◆ Raw data:
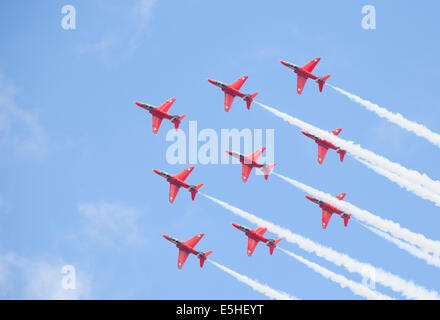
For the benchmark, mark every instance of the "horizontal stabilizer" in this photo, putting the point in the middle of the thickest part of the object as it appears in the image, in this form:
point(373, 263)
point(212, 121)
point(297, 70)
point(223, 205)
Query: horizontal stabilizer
point(346, 218)
point(195, 190)
point(266, 170)
point(273, 245)
point(177, 121)
point(322, 81)
point(249, 99)
point(204, 257)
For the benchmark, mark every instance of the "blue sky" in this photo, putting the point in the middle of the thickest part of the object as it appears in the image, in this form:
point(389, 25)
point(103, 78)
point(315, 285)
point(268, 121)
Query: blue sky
point(76, 155)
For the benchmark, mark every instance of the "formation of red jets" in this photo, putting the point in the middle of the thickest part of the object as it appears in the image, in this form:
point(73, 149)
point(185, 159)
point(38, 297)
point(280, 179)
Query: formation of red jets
point(248, 161)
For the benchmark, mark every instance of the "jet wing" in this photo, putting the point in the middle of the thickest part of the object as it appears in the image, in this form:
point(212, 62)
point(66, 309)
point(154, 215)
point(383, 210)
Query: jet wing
point(252, 244)
point(326, 215)
point(228, 101)
point(183, 255)
point(301, 82)
point(245, 172)
point(173, 192)
point(260, 231)
point(164, 107)
point(322, 151)
point(156, 124)
point(311, 65)
point(184, 174)
point(256, 154)
point(194, 240)
point(237, 84)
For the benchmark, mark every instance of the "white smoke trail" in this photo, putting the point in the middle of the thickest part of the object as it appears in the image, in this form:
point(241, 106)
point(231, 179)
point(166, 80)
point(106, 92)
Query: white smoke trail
point(412, 176)
point(355, 287)
point(416, 252)
point(261, 288)
point(395, 118)
point(403, 183)
point(394, 228)
point(407, 288)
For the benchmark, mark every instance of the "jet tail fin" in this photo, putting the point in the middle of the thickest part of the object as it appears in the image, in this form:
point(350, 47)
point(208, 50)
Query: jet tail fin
point(273, 244)
point(266, 170)
point(177, 121)
point(195, 190)
point(249, 99)
point(346, 218)
point(342, 154)
point(322, 81)
point(203, 258)
point(341, 196)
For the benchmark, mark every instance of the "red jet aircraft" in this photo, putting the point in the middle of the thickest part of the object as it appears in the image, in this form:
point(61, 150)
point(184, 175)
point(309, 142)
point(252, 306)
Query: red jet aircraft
point(178, 181)
point(328, 210)
point(255, 236)
point(305, 72)
point(250, 161)
point(324, 145)
point(160, 113)
point(187, 247)
point(233, 90)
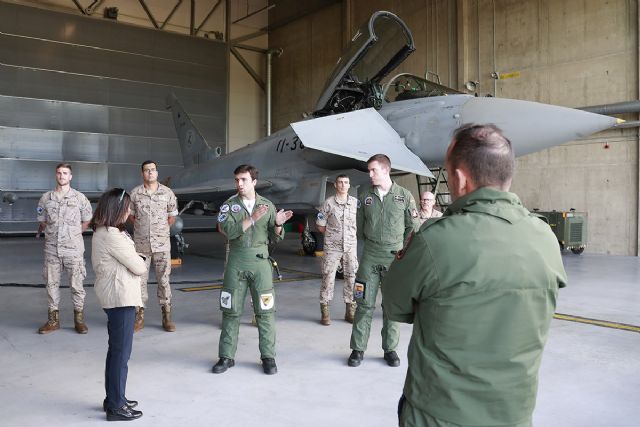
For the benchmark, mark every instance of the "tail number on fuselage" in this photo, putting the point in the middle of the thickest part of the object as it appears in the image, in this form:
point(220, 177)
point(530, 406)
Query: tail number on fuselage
point(293, 145)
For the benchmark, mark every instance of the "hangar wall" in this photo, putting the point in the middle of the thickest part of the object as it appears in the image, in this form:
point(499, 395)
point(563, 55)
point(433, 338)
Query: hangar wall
point(92, 92)
point(564, 52)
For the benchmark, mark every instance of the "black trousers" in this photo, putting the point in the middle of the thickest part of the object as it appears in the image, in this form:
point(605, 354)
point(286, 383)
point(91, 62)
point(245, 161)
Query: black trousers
point(120, 328)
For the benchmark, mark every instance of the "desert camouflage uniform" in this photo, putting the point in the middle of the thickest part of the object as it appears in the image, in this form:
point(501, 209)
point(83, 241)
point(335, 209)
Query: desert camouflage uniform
point(151, 235)
point(340, 243)
point(63, 244)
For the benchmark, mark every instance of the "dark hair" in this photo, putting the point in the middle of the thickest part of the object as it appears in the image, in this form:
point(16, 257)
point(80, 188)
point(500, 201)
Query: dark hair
point(486, 153)
point(380, 158)
point(64, 165)
point(247, 168)
point(111, 208)
point(147, 162)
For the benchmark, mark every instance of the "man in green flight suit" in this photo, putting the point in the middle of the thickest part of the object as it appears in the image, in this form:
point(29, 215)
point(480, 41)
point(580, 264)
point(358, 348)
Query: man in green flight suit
point(480, 286)
point(249, 221)
point(386, 215)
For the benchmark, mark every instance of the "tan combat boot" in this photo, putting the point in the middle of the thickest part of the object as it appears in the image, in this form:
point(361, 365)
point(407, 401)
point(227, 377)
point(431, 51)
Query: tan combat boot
point(139, 323)
point(324, 310)
point(350, 312)
point(53, 323)
point(78, 320)
point(167, 324)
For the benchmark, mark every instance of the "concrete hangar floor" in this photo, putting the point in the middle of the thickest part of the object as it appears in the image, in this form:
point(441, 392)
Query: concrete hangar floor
point(590, 374)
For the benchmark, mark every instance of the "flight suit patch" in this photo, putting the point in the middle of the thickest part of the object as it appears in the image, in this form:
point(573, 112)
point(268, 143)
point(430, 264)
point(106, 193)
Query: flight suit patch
point(359, 289)
point(266, 301)
point(225, 299)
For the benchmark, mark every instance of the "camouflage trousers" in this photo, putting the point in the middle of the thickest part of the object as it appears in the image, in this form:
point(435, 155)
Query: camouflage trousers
point(52, 273)
point(162, 265)
point(330, 263)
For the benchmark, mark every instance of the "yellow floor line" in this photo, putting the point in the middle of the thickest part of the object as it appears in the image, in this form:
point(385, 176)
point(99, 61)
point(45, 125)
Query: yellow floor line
point(596, 322)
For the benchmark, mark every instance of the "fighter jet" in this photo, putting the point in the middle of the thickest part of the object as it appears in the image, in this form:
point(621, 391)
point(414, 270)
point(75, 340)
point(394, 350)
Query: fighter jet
point(356, 117)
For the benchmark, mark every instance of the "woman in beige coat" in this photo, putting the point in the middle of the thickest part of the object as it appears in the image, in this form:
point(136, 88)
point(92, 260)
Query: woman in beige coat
point(118, 269)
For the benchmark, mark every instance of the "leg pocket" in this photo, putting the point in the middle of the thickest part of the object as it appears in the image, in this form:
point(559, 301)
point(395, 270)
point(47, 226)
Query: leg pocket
point(229, 301)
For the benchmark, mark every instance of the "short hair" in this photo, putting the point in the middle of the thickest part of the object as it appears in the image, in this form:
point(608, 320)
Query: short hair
point(64, 165)
point(380, 158)
point(147, 162)
point(253, 171)
point(112, 206)
point(486, 153)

◆ Given instruction:
Reproduce the stretch of entries from the start through the line containing "point(204, 257)", replacing "horizontal stabilizer" with "tailplane" and leaving everything else unchanged. Omit the pictures from your answer.

◆ The output:
For the benchmark, mark every instance of the "tailplane" in this photo, putting the point in the middle of the thickest part of the object as it appears in the image, in this form:
point(373, 263)
point(212, 121)
point(297, 70)
point(223, 205)
Query: tailplane
point(346, 218)
point(195, 190)
point(266, 170)
point(273, 245)
point(177, 121)
point(322, 81)
point(249, 99)
point(204, 257)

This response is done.